According to Infobae.com, the lake where the three-eyed fish was caught is a reservoir where hot water from the nuclear facility is pumped, and that folks living nearby have started to grow worried after seeing undeniable evidence of mutation. Never had such a fish been seen there before.

“We were fishing and we got the surprise of getting this rare specimen. As it was dark at that time we did not notice, but then you looked at him with a flashlight and saw that he had a third eye,” said fisherman Julian Zmutt of his unusual discovery.

The men have decided to let it be tested to see if the mutation was actually a result of it being exposed to the water from the nuclear plant.

The Embalse Nuclear Power Station is one of the two operational nuclear power plants in Argentina. It is located on the southern shore of a reservoir on the Río Tercero, near the city of Embalse, Córdoba, 110 km south-southwest of Córdoba City.

★ ★ ★ ★ ★

Set of tasks ▸
(a) Answer these about the article on the three-eyed fish:
(i) Who is quoted describing the discovery of the fish?
(ii) What kind of water is pumped into the reservoir where the fish was caught?
(iii) How far is the Embalse Nuclear Power Station from Córdoba City, and in what direction?
(b) Which geographic place names appear in the article on the three-eyed fish? List them all.
(c) Extend the article on the three-eyed fish beyond its last sentence.

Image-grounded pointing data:

★ ★ ★ ★ ★

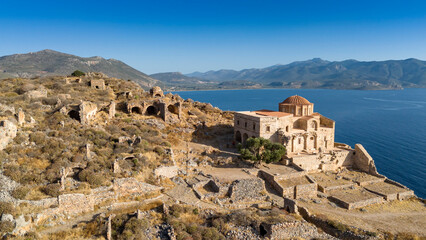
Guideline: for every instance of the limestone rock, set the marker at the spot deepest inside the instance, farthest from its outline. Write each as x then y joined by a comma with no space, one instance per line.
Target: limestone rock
168,172
6,109
39,93
247,190
7,133
7,217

★ ★ ★ ★ ★

Numbered responses ▸
(a)
(i) Fisherman Julian Zmutt
(ii) Hot water from the nuclear facility
(iii) 110 km south-southwest of Córdoba City

(b) Argentina, Río Tercero, Embalse, Córdoba, Córdoba City

(c)
The plant is a CANDU Pressurised Heavy Water Reactor (PHWR). It employs natural uranium (that is, with 0.72% of 235U), and uses heavy water for cooling and neutron moderation. It has a thermal power of 2,109 MW, and generates 648 MW of electricity, with a net output of about 600 MW, supplying nearly 4.5% of the production of the Argentine Interconnection System (2005).

Additionally, Embalse produces the cobalt-60 radioisotope, which is employed in medicine (cancer therapy) and industrial applications. Argentina is one of the largest producers and exporters of this isotope in the world, along with Canada and Russia.

Embalse was started in 1974 and began operation in 1983 (first criticality March 13 1983, declared commercial Jan 20 1984). It was built by an Italian-Canadian consortium formed by AECL and Italimpianti.